Data provided below:

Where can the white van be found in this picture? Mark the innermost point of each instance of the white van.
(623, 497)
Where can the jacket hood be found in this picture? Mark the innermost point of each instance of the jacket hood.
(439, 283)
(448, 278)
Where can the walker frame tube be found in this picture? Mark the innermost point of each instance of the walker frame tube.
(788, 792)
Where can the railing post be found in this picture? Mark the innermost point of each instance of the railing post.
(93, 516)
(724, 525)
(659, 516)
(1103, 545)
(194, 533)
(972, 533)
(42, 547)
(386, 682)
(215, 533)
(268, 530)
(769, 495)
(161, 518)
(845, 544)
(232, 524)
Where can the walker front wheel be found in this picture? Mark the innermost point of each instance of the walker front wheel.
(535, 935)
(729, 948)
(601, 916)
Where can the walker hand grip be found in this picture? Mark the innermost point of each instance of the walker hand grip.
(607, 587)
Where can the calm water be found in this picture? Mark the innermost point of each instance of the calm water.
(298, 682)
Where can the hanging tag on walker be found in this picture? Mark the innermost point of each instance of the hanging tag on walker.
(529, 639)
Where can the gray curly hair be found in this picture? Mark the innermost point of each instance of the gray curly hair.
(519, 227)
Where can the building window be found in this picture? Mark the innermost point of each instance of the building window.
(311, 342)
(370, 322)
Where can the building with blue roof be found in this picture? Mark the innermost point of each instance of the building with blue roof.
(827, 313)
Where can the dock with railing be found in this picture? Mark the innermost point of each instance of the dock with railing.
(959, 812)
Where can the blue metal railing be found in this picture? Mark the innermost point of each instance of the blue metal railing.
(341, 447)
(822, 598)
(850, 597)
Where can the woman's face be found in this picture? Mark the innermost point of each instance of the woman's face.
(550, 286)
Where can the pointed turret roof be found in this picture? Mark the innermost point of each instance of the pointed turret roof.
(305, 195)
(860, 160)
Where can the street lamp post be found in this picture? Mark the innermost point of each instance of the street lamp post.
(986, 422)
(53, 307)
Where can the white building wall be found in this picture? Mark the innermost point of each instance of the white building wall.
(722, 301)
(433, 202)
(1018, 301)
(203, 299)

End of Data provided.

## Task:
Word for word, give back the data shown above.

## Result of the exercise:
Where can the white van be found in this picture? Mark the innermost point of each instance of the white van.
(623, 497)
Where can the jacket hood be found in this picture? Mark the innermost point of each instance of the jacket hood.
(439, 283)
(448, 278)
Where can the walker frame tube be found in this picture? Mark the innermost point of each instance of the walker frame tube.
(788, 792)
Where can the railing post be found in this picture? Mark the innermost point of each instance of the railing post.
(93, 516)
(724, 525)
(659, 516)
(1103, 545)
(194, 533)
(972, 533)
(42, 547)
(386, 682)
(215, 533)
(268, 530)
(769, 495)
(161, 518)
(845, 544)
(232, 524)
Where can the walker front wheel be found in this picture? Mark the innermost point of each instance of the walker front wheel.
(535, 935)
(729, 948)
(601, 916)
Where can the walker hand grip be found in this picture? Mark the innermost point of each instance of the walker hand grip.
(607, 587)
Where can the calm water be found in this picture? Mark the innermost point of each instance of the calm water.
(298, 682)
Where can the hanging tag on walker be found in this picture? Mark the innermost point of each instance of the hanging tag on walker.
(529, 639)
Where can the gray curly hair be found in this picture? Mark the innermost point of each instance of the gray curly hair.
(519, 227)
Where can the building window be found in this picture? Mark the innermost point of each instance of the building window.
(311, 342)
(370, 322)
Where can the building with blue roof be found in this picture? Mark the innermost point of each instance of the building with blue roof.
(827, 313)
Where can the dock with railing be found in this picture? Mark the innermost point of each instance of the dock with railing.
(959, 812)
Where can the blue metal railing be found in this picture? Mark the innermost point of each instance of the blue metal railing.
(341, 447)
(822, 598)
(850, 597)
Where can the woman's face be found in this picture? Mark the innermost point of each instance of the woman's face.
(550, 286)
Where can the pointed turret roof be found in this picture? Mark the innermost point of each instance of the pointed turret roof.
(305, 195)
(860, 160)
Where can the street lamp post be found in this picture? Mark the innermost point of each instance of the street lamp post.
(986, 422)
(53, 307)
Where can the white building wall be found in this picture? Mark the innermost point of each instance of the white building wall.
(722, 301)
(433, 202)
(1018, 301)
(203, 299)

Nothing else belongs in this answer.